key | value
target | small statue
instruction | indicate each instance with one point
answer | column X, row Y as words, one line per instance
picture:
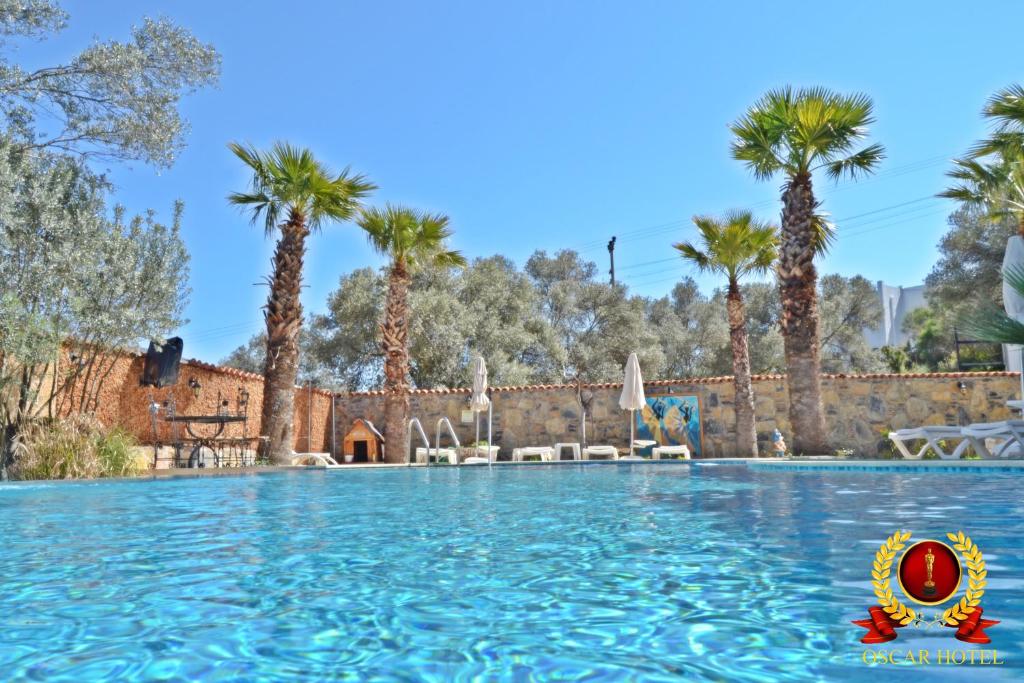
column 777, row 443
column 929, row 565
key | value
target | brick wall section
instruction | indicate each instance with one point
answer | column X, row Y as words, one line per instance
column 859, row 409
column 122, row 401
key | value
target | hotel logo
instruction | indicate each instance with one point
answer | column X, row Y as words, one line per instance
column 929, row 572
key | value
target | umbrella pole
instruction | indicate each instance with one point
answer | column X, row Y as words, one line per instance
column 633, row 426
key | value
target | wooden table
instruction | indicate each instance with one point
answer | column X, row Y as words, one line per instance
column 211, row 441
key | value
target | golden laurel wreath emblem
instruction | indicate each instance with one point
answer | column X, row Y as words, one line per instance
column 897, row 610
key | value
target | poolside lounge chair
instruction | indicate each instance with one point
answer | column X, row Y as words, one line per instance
column 659, row 451
column 546, row 453
column 314, row 460
column 1011, row 432
column 932, row 436
column 609, row 452
column 437, row 454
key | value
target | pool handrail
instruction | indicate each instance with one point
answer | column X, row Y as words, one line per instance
column 423, row 435
column 437, row 440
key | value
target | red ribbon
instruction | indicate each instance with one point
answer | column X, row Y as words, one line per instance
column 972, row 629
column 881, row 628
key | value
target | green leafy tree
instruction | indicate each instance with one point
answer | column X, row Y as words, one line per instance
column 79, row 285
column 970, row 262
column 897, row 359
column 795, row 133
column 849, row 305
column 735, row 246
column 345, row 339
column 691, row 330
column 596, row 325
column 294, row 195
column 989, row 323
column 411, row 241
column 113, row 99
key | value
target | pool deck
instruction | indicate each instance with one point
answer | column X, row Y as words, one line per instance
column 810, row 463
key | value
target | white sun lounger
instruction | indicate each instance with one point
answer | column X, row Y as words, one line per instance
column 932, row 436
column 437, row 454
column 314, row 460
column 546, row 453
column 659, row 451
column 1011, row 432
column 601, row 452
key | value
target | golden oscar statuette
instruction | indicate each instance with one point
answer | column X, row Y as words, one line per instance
column 929, row 563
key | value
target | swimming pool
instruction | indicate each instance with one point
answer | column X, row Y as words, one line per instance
column 596, row 571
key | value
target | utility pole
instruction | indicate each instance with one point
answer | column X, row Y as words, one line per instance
column 611, row 256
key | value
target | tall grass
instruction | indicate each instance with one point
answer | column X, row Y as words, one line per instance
column 75, row 447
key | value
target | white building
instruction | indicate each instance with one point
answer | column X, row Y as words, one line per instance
column 897, row 302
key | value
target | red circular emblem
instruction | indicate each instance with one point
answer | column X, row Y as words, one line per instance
column 929, row 572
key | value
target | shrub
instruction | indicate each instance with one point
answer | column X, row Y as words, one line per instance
column 76, row 447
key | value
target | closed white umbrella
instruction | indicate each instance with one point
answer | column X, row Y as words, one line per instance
column 633, row 397
column 479, row 400
column 1013, row 259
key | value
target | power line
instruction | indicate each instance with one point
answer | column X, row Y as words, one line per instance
column 911, row 167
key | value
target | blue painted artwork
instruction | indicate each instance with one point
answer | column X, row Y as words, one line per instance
column 671, row 420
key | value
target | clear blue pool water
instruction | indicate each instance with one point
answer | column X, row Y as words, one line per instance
column 538, row 572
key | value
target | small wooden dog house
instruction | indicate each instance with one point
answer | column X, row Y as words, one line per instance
column 364, row 442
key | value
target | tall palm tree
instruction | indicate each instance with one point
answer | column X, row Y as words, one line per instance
column 986, row 322
column 735, row 246
column 795, row 133
column 412, row 241
column 995, row 186
column 991, row 177
column 294, row 195
column 1006, row 111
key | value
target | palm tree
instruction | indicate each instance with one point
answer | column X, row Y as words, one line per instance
column 991, row 177
column 1006, row 110
column 735, row 246
column 412, row 241
column 988, row 323
column 295, row 195
column 795, row 133
column 995, row 186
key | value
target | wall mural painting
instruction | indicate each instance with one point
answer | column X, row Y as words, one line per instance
column 671, row 420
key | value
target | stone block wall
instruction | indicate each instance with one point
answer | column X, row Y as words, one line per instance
column 860, row 409
column 122, row 401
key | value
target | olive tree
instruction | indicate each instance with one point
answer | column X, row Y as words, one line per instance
column 115, row 99
column 79, row 284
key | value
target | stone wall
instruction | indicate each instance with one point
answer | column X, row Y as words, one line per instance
column 122, row 401
column 859, row 409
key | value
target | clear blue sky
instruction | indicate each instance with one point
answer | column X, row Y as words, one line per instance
column 550, row 125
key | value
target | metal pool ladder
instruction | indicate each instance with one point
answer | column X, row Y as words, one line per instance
column 437, row 441
column 415, row 422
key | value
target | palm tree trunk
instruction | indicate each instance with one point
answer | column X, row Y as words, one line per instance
column 395, row 343
column 747, row 436
column 798, row 283
column 284, row 319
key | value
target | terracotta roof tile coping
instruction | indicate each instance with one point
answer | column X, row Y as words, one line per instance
column 235, row 372
column 691, row 381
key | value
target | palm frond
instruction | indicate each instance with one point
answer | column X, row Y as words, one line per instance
column 799, row 131
column 412, row 238
column 1007, row 109
column 857, row 164
column 289, row 179
column 735, row 245
column 988, row 323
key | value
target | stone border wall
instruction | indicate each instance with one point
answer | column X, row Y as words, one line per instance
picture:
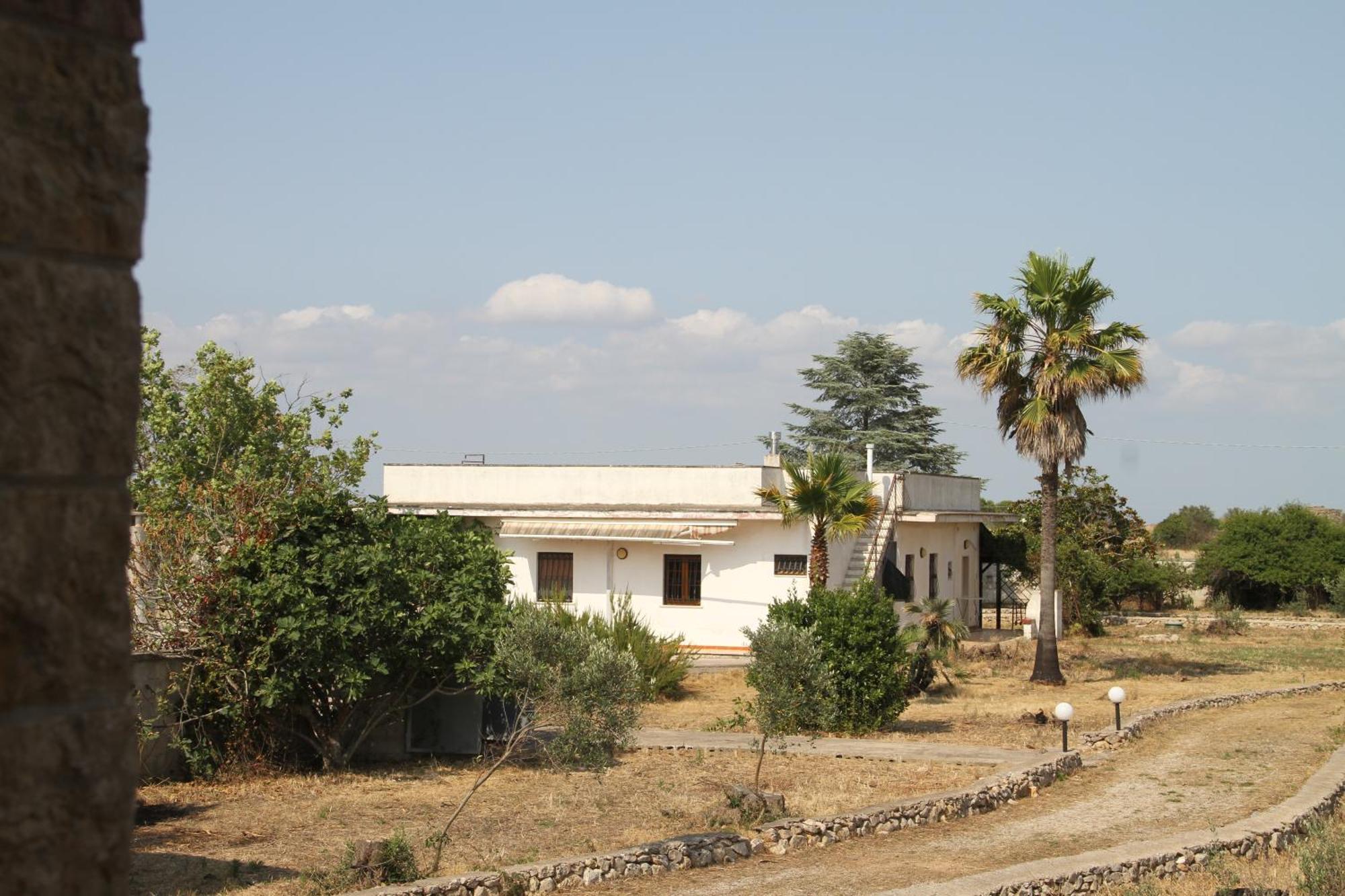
column 1256, row 836
column 984, row 797
column 701, row 850
column 1109, row 739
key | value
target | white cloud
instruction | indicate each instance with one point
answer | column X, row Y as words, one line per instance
column 1204, row 334
column 1265, row 365
column 709, row 323
column 306, row 318
column 558, row 299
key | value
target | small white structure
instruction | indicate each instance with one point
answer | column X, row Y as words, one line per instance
column 700, row 552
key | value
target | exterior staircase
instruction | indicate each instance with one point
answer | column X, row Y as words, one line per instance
column 864, row 560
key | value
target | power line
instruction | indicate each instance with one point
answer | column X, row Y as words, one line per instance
column 592, row 451
column 753, row 442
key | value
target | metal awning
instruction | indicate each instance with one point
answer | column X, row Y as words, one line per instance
column 662, row 532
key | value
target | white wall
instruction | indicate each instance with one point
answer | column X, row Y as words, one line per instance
column 510, row 486
column 952, row 542
column 738, row 584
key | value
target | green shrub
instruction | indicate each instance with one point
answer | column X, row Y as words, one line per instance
column 1321, row 860
column 1336, row 594
column 861, row 642
column 796, row 686
column 1262, row 559
column 662, row 662
column 1229, row 619
column 564, row 677
column 375, row 862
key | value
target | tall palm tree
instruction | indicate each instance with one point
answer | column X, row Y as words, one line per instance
column 827, row 494
column 1043, row 352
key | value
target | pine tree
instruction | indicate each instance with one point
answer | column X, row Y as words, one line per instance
column 871, row 392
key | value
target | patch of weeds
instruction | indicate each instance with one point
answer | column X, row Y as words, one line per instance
column 375, row 862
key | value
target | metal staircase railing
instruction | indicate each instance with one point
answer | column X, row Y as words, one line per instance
column 884, row 517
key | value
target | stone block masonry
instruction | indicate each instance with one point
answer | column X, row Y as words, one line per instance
column 1110, row 739
column 1174, row 856
column 73, row 165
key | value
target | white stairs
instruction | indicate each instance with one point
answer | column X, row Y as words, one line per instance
column 860, row 565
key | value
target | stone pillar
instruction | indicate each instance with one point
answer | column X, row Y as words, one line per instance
column 73, row 166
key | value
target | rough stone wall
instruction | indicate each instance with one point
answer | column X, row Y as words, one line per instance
column 1253, row 837
column 1136, row 727
column 73, row 165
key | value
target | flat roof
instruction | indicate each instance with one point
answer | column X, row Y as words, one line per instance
column 878, row 473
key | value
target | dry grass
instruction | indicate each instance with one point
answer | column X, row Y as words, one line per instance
column 1278, row 870
column 267, row 833
column 989, row 704
column 1191, row 772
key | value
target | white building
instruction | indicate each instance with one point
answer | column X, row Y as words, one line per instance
column 700, row 552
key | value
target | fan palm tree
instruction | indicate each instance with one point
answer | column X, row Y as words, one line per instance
column 827, row 494
column 1044, row 353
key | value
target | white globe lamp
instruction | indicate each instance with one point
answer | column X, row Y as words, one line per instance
column 1065, row 712
column 1117, row 696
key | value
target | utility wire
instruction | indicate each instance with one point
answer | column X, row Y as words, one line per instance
column 950, row 423
column 1175, row 442
column 592, row 451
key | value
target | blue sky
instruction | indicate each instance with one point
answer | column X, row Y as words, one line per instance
column 570, row 228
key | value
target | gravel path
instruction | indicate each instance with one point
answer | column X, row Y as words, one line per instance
column 1198, row 770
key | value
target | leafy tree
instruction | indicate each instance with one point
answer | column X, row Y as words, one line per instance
column 861, row 642
column 796, row 689
column 825, row 493
column 311, row 612
column 1105, row 555
column 1187, row 528
column 871, row 392
column 219, row 423
column 330, row 616
column 217, row 447
column 1043, row 353
column 574, row 697
column 1266, row 557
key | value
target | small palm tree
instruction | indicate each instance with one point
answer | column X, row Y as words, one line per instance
column 827, row 494
column 1044, row 353
column 938, row 634
column 939, row 626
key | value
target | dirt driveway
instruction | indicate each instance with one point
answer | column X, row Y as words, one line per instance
column 1198, row 770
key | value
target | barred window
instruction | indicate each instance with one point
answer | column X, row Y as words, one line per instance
column 683, row 580
column 556, row 576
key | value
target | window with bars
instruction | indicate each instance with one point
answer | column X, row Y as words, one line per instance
column 556, row 576
column 683, row 580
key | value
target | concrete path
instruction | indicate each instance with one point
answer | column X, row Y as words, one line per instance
column 844, row 747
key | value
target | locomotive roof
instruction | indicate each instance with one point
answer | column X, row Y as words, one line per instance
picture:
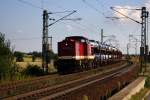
column 77, row 37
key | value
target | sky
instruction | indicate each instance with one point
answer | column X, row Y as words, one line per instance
column 21, row 21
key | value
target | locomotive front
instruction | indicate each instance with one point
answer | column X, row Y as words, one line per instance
column 74, row 54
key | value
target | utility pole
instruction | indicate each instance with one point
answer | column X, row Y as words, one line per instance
column 45, row 45
column 144, row 33
column 102, row 35
column 144, row 45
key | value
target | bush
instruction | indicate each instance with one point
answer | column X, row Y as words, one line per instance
column 33, row 70
column 147, row 82
column 19, row 56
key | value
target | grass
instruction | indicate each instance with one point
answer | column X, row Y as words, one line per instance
column 140, row 95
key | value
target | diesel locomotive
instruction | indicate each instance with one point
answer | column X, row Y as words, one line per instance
column 78, row 53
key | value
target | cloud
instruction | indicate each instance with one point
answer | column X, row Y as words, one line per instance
column 130, row 13
column 69, row 27
column 19, row 31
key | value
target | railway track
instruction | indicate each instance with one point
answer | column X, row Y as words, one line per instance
column 23, row 86
column 70, row 84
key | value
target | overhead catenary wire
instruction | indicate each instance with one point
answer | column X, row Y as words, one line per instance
column 94, row 8
column 30, row 4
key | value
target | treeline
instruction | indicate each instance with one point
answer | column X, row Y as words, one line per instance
column 9, row 70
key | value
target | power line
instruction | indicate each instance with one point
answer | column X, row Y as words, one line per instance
column 30, row 4
column 91, row 6
column 20, row 39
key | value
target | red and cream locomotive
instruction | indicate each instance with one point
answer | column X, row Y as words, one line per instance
column 77, row 53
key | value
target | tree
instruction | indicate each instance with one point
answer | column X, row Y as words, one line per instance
column 6, row 56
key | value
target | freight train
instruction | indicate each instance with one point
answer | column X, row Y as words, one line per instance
column 78, row 53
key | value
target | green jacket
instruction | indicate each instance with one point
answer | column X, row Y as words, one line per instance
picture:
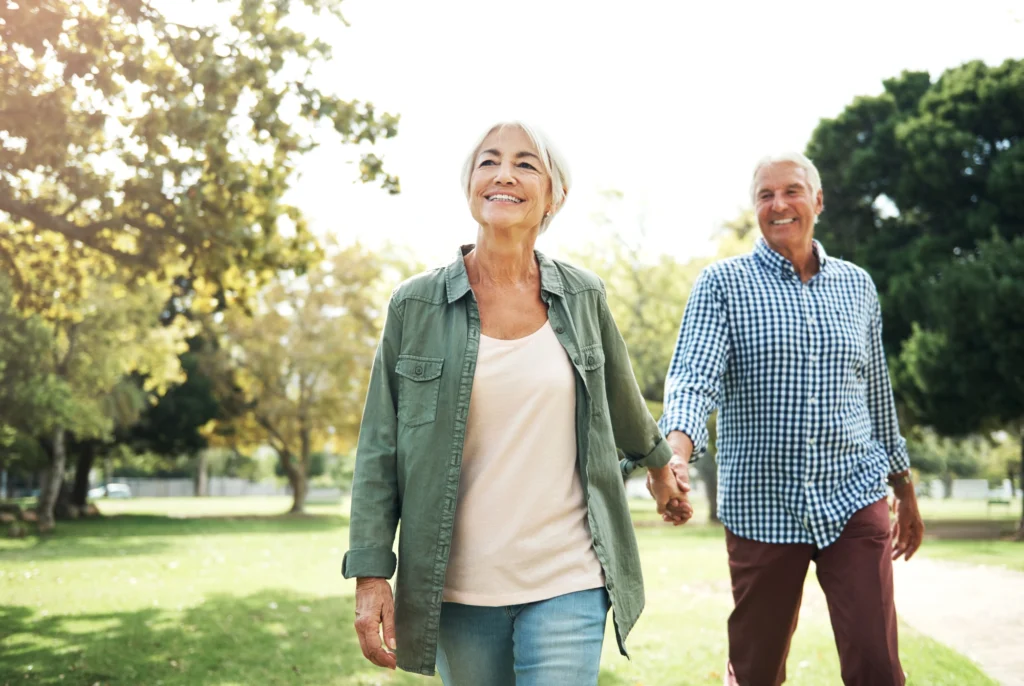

EXERCISE INSTRUCTIONS » Within the data above, repeat exactly the lines from the one bearing "target | barred window" through the one bearing "target | bush". Include no pictures and nothing else.

EXERCISE ANSWER »
target | barred window
instruction | indicate each instance with one point
answer | column X, row Y as words, one line per instance
column 683, row 580
column 556, row 576
key | value
target | window with bars
instruction | indicate each instance with one point
answer | column X, row Y as words, one line per instance
column 556, row 576
column 683, row 580
key | value
target | concrete path
instruction | indicate each instance with one point
answer | column X, row Y as words, one line per instance
column 844, row 747
key | value
target | locomotive roof
instruction | indicate each instance with one point
answer | column X, row Y as words, one line per instance
picture:
column 77, row 37
key | value
target | sky
instruction | indicate each instance with one point
answer | column X, row Y as words, one line per instance
column 21, row 21
key | value
target | locomotive front
instruction | indicate each instance with one point
answer | column X, row Y as words, one line per instance
column 74, row 54
key | value
target | utility pole
instruction | indicate each instance with one point
answer | column X, row Y as words, one line per instance
column 45, row 45
column 144, row 33
column 102, row 35
column 144, row 45
key | value
target | bush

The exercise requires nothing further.